Annotated photo localization data
——

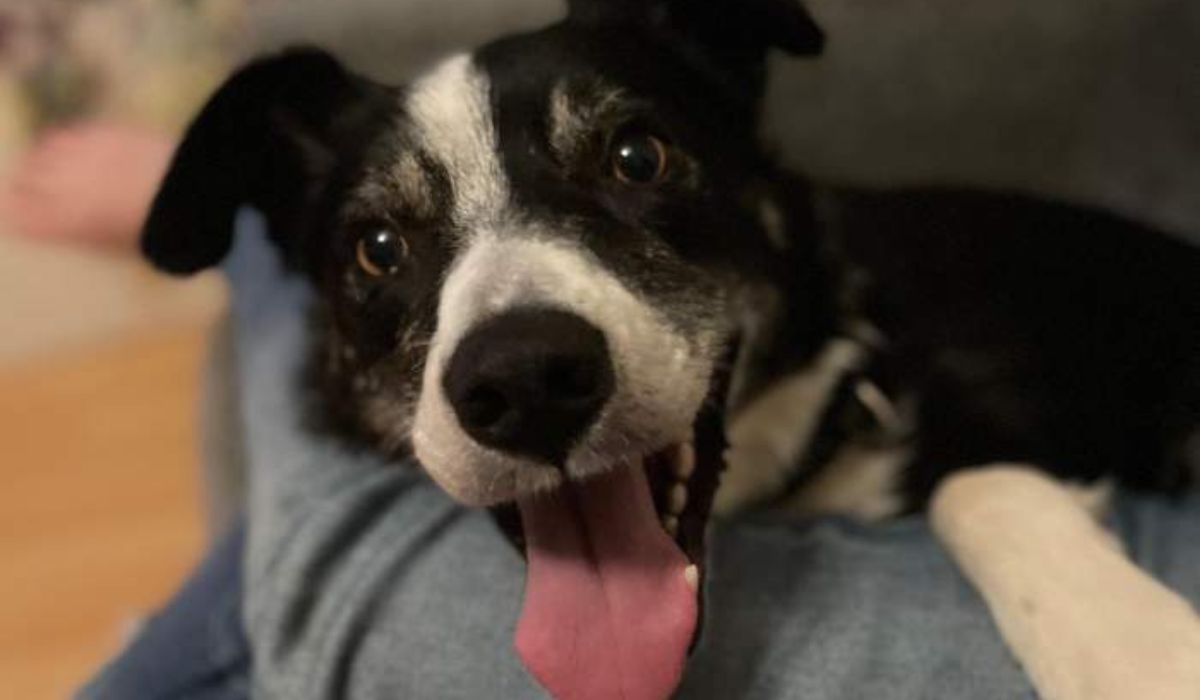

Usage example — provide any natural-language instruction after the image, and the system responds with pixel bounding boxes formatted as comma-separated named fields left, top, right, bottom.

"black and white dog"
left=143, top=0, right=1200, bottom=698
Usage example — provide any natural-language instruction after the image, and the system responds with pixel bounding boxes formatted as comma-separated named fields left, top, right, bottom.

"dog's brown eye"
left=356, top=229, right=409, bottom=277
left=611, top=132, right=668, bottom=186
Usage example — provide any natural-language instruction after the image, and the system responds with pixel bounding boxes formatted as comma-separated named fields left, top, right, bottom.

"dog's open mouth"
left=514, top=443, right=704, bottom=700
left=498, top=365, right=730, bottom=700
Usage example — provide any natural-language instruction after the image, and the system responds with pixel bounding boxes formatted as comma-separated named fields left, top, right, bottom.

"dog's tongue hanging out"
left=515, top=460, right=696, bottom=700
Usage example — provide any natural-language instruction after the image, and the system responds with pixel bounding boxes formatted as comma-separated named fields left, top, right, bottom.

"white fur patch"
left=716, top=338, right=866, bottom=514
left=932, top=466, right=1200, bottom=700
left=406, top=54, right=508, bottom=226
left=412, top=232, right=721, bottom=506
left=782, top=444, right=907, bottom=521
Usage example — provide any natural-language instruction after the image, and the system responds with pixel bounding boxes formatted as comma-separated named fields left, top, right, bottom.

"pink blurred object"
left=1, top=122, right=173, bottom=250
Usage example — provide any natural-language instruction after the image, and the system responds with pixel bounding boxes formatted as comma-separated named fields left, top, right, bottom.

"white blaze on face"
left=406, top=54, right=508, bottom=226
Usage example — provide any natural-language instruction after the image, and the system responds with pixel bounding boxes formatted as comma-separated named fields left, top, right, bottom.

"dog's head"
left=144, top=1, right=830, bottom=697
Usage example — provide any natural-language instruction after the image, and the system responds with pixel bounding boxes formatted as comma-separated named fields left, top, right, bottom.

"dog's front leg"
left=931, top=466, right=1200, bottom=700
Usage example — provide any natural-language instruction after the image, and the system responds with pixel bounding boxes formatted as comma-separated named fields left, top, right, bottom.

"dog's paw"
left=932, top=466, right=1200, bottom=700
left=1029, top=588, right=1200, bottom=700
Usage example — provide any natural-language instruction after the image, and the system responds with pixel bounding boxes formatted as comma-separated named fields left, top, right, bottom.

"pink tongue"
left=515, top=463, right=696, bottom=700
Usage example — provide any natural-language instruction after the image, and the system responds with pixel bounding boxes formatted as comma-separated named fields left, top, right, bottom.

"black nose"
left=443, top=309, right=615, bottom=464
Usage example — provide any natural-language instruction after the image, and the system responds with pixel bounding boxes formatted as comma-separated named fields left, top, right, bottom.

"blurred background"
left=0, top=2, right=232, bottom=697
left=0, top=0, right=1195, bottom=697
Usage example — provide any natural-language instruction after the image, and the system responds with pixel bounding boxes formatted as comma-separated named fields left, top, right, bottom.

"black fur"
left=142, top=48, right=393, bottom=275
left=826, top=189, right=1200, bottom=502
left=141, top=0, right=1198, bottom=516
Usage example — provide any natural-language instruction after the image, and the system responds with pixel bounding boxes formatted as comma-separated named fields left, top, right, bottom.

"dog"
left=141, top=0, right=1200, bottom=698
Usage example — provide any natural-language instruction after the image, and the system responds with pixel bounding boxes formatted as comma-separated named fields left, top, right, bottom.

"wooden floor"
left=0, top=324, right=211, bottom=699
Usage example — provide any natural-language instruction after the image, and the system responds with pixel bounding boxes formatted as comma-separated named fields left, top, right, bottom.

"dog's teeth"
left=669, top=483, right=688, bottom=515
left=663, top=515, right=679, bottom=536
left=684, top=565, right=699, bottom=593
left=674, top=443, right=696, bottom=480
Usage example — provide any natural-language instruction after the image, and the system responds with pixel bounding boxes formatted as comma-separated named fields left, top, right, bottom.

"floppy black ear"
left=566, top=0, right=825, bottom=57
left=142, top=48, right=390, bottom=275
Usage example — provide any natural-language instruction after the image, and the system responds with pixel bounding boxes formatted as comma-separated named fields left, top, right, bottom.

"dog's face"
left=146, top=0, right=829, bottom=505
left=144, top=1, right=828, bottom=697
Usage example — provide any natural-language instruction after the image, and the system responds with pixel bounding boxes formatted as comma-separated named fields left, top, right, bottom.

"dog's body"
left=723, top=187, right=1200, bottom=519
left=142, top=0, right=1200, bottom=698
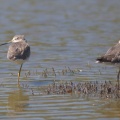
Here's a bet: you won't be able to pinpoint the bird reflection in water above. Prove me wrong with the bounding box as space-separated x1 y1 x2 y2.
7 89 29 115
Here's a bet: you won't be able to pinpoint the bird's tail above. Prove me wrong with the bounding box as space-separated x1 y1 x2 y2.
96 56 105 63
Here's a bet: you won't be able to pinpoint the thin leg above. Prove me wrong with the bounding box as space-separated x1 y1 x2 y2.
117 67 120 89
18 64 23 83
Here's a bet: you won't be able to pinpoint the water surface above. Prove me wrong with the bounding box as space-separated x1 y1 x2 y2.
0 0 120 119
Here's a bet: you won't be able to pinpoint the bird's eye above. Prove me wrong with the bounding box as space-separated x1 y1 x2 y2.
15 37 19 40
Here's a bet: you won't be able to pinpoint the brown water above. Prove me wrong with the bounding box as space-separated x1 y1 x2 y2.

——

### Activity
Drop the pictures; repeat each entry above exactly.

### Your solution
Usage example — provide any natural-language instruction after the image, and the system responds with pixel bounding boxes formatted as comma-separated named fields left, top, right, bottom.

"black and white dog"
left=143, top=0, right=1200, bottom=698
Usage example — provide any natural-language instruction after the image, and the system responds with pixel bounding boxes formatted as comma-separated named fields left, top, right, bottom.

"dog's brown eye"
left=356, top=229, right=409, bottom=277
left=611, top=132, right=668, bottom=186
Usage example — provide any natural-language instruction after the image, and the system responds with pixel bounding boxes formatted as comma-separated named fields left, top, right, bottom.

"dog's open mouth"
left=514, top=443, right=704, bottom=700
left=498, top=365, right=730, bottom=700
Usage example — provide any natural-language instruction after the image, and the system responds with pixel bounding boxes formatted as comma-separated named fields left, top, right, bottom.

"dog's tongue hanging out"
left=515, top=460, right=696, bottom=700
Usage example — provide any natural-language instruction after the image, and the system responds with pixel bounding boxes formatted as comma-separated named fields left, top, right, bottom.

"white fur patch"
left=716, top=338, right=866, bottom=514
left=932, top=466, right=1200, bottom=700
left=406, top=54, right=508, bottom=226
left=412, top=232, right=721, bottom=506
left=782, top=444, right=907, bottom=521
Usage example — provide any natural-language instruction after the image, and the system responds with pixel bounding boxes formatted as comma-separated named fields left, top, right, bottom.

"pink blurred object"
left=1, top=122, right=173, bottom=250
Usage example — provide any natural-language instruction after the image, and the system responds with pixel bounding boxes formatted as comma-separated named fields left, top, right, bottom.

"white blaze on face"
left=406, top=54, right=508, bottom=226
Usage example — provide any natural-language instruction after the image, and the system responds with pixel bounding boxes formatted as comma-separated named fields left, top, right, bottom.

"dog's head"
left=144, top=1, right=830, bottom=697
Usage example — provide any natural-language instruction after the image, and the system responds with pixel bounding boxes formatted as comma-separated named fields left, top, right, bottom.

"dog's front leg"
left=931, top=466, right=1200, bottom=700
Usage example — provide any natural-language instruction after the image, and the system responds with pixel bounding boxes formatted as comma-separated named fields left, top, right, bottom.

"dog's paw"
left=932, top=466, right=1200, bottom=700
left=1029, top=588, right=1200, bottom=700
Usage example — provide any natural-language instruction after the image, and the system responds with pixel bounding boxes formatted as comma-separated named fields left, top, right, bottom.

"pink tongue"
left=515, top=463, right=696, bottom=700
Usage example — provide any natural-language instruction after the image, and the system responds with pixel bounding boxes formatted as comma-separated named fields left, top, right, bottom.

"black nose"
left=443, top=309, right=615, bottom=464
Usage example — provide any natural-language instruction after the image, and the system responds with pixel bounding boxes formatted as comma-separated named fields left, top, right, bottom.

"blurred background"
left=0, top=2, right=232, bottom=697
left=0, top=0, right=1195, bottom=697
Usage example — provide any natural-language instruction after the image, and the system responds with pixel bounding boxes formatted as comma-separated named fields left, top, right, bottom.

"black fur"
left=142, top=48, right=393, bottom=275
left=826, top=189, right=1200, bottom=502
left=141, top=0, right=1198, bottom=516
Usage example — provide any natural-language instruction after the image, and the system responds with pixel bounding boxes formatted as comma-separated named fields left, top, right, bottom.

"dog"
left=141, top=0, right=1200, bottom=698
Usage example — provide any natural-language instruction after the image, and the system responds with pixel bounding boxes formatted as comma-separated named fields left, top, right, bottom.

"wooden floor"
left=0, top=324, right=211, bottom=699
Usage example — provide any natural-language instruction after the image, and the system responds with pixel bounding boxes formatted as comma-separated named fields left, top, right, bottom.

"dog's teeth"
left=669, top=483, right=688, bottom=515
left=663, top=515, right=679, bottom=536
left=684, top=565, right=699, bottom=593
left=674, top=443, right=696, bottom=480
Usage example — provide any natural-language instruction after the image, and the system responds with pixel bounding boxes formatted as comma-separated named fields left, top, right, bottom.

"floppy black ear"
left=566, top=0, right=825, bottom=57
left=142, top=48, right=390, bottom=275
Usage example — provide any natural-language instruction after the image, and the system responds with pixel bounding boxes formatted as comma-separated named fields left, top, right, bottom.

"dog's face"
left=146, top=0, right=829, bottom=505
left=144, top=1, right=828, bottom=697
Usage example — provide any natural-language instruction after the image, and the system responds with pixel bounding boxes formatted as comma-separated named fields left, top, right, bottom.

"dog's body"
left=723, top=187, right=1200, bottom=519
left=142, top=0, right=1200, bottom=698
Here's a bet: you won't be able to pinpoint the bird reflection in water above. Prove me wrong with the bounding box as space-separated x1 y1 x2 y2.
7 89 29 115
Here's a bet: you won't be able to pinpoint the bird's tail above. Prove me wrong with the bounding box as space-separated x1 y1 x2 y2.
96 56 105 63
Here's a bet: you won't be able to pinpoint the thin leg above. Prove me wrong with the bounding box as space-separated x1 y1 x2 y2.
117 67 120 89
18 64 23 83
Here's a bet: you won't be able to pinpoint the water surface above. Prove me wrong with the bounding box as space-separated x1 y1 x2 y2.
0 0 120 119
Here's a bet: you won't be able to pinpoint the bird's eye above. Prove me wrong with the bounding box as space-separated x1 y1 x2 y2.
15 37 19 40
Here's a bet: you won't be able to pinpoint the brown water above. Prove me wrong with the bounding box as space-separated x1 y1 x2 y2.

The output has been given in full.